### EXERCISE DETAILS
Return the entries below word for word, keeping every line unchanged.

Rows from a dataset:
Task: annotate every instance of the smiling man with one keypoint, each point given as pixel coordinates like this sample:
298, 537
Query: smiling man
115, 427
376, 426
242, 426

### ANSWER BELOW
Task: annotate every instance of the smiling man with one keypoint, each point given as pixel coordinates like this sample:
298, 537
Query: smiling man
115, 427
376, 426
242, 426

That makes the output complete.